Buried in Denmark 16 silver pieces (made mainly from Celtic and Germanic votive coins that were melted down) were accompanied by one fragment of an iron ring dated in a report by the Natmus to the 3rd century BC – when Ashoka sent an envoy of enlightened monks to Europe.
Recent carbon dating of the beeswax for the National Museum of Denmark suggests a 90% probability that the Cauldron was made between 93-144 AD – during the reign of Roman emperors Trajan and Hadrian.
A mind-boggling scenario that matches all historical dates presents itself. Made as a project to promote peace in the Roman Empire the Cauldron was designed at the same time as the Pantheon in Rome based on the “mystic numbers of Pythagoras”. Plutarch, a contemporary of Hadrian and priest in Delphi, described in an essay with 21 chapters “On the ‘E’ at Delphi’ the exact same information that was later used to design definitions for the rune symbols in Scandinavia.

The input –
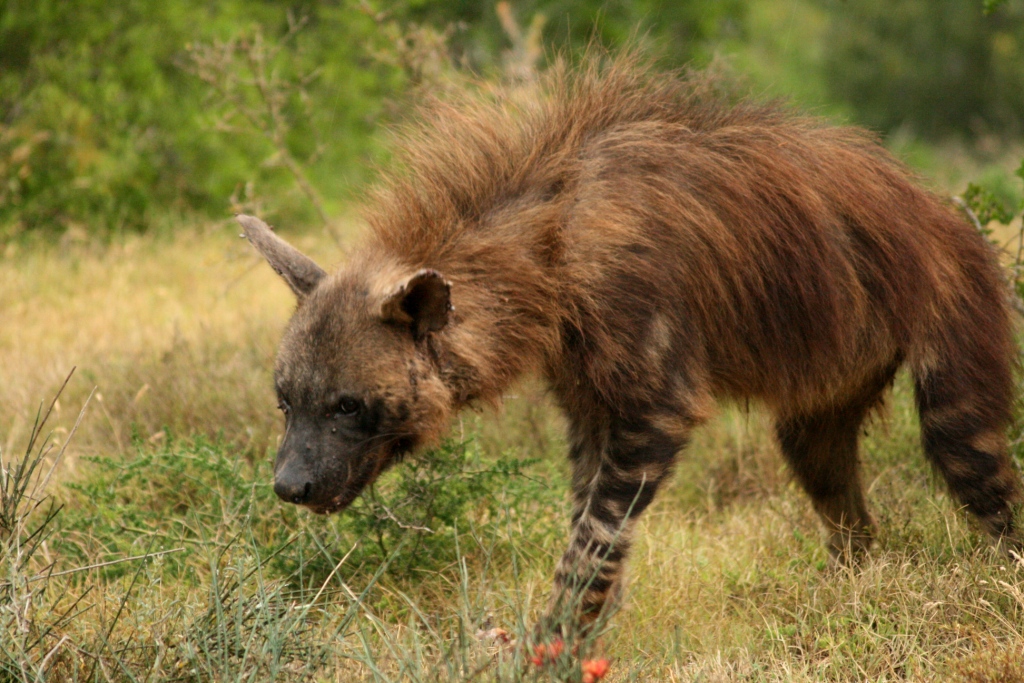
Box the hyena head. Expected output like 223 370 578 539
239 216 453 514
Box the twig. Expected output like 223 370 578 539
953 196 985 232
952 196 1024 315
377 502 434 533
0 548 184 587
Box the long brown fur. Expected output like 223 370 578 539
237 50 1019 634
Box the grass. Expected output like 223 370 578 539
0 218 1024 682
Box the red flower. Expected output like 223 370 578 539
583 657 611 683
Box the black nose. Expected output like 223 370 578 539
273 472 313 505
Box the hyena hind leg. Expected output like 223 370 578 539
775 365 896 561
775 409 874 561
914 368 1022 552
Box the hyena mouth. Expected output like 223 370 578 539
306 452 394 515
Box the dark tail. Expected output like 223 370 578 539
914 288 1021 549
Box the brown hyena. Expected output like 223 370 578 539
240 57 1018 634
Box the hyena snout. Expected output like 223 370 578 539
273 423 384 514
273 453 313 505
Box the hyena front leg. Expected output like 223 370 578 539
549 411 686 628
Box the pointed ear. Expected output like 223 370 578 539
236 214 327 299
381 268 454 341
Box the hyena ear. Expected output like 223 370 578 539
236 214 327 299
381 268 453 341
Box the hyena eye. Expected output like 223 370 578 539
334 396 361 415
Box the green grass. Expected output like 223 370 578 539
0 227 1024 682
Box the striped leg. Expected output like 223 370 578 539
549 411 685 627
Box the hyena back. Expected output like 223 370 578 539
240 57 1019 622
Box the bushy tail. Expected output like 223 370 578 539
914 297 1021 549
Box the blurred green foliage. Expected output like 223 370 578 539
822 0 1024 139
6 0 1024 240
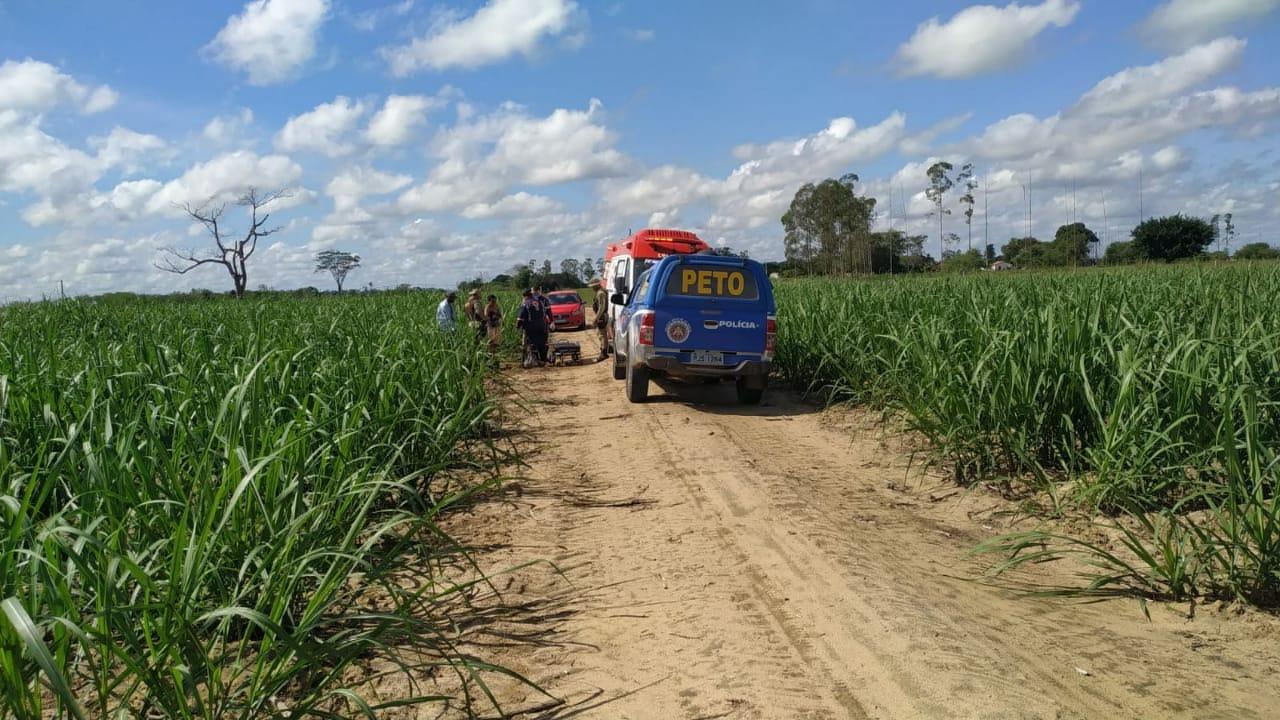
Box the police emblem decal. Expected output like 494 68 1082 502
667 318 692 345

Tasks –
#1 Answer these from the passage about the Cauldron, marking each answer (a), (b), or (c) to match:
(a) How many silver pieces were buried in Denmark?
(b) Between which years does the carbon dating of the beeswax suggest the Cauldron was made?
(c) How many chapters does Plutarch's essay have?
#2 Please convert the entries, from their first line through the line with "549 411 686 628", into a JSON list of strings with one string per line and blank lines omitted. Leave the pictures out.

Results in order –
#1
(a) 16
(b) 93-144 AD
(c) 21

#2
[
  "Box the hyena head. Expected output like 223 370 578 539",
  "239 216 453 514",
  "Box the twig. Expected output like 223 370 578 539",
  "953 196 985 232",
  "952 196 1024 315",
  "377 502 434 533",
  "0 548 184 587",
  "Box the long brown fur. Expected output like 223 370 578 539",
  "237 50 1019 634",
  "Box the grass. Expected output like 223 370 578 539",
  "0 218 1024 682",
  "Box the red flower. Expected output like 223 370 578 539",
  "583 657 611 683",
  "Box the black nose. Expected output like 223 370 578 539",
  "273 472 313 505",
  "Box the hyena hind leg. Expected output like 223 370 578 539",
  "775 365 896 561",
  "775 409 874 561",
  "914 368 1022 552",
  "Box the hyena mouth. Expected output like 223 370 578 539",
  "306 452 394 515",
  "Box the dark tail. Expected output like 223 370 578 539",
  "914 288 1021 549",
  "Box the brown hyena. Expected output like 223 370 578 539",
  "240 57 1018 634",
  "Box the hyena snout. Expected output like 223 370 578 539",
  "273 423 384 514",
  "273 453 313 505",
  "Box the hyena front leg. Expected output like 223 370 578 539",
  "549 411 686 628"
]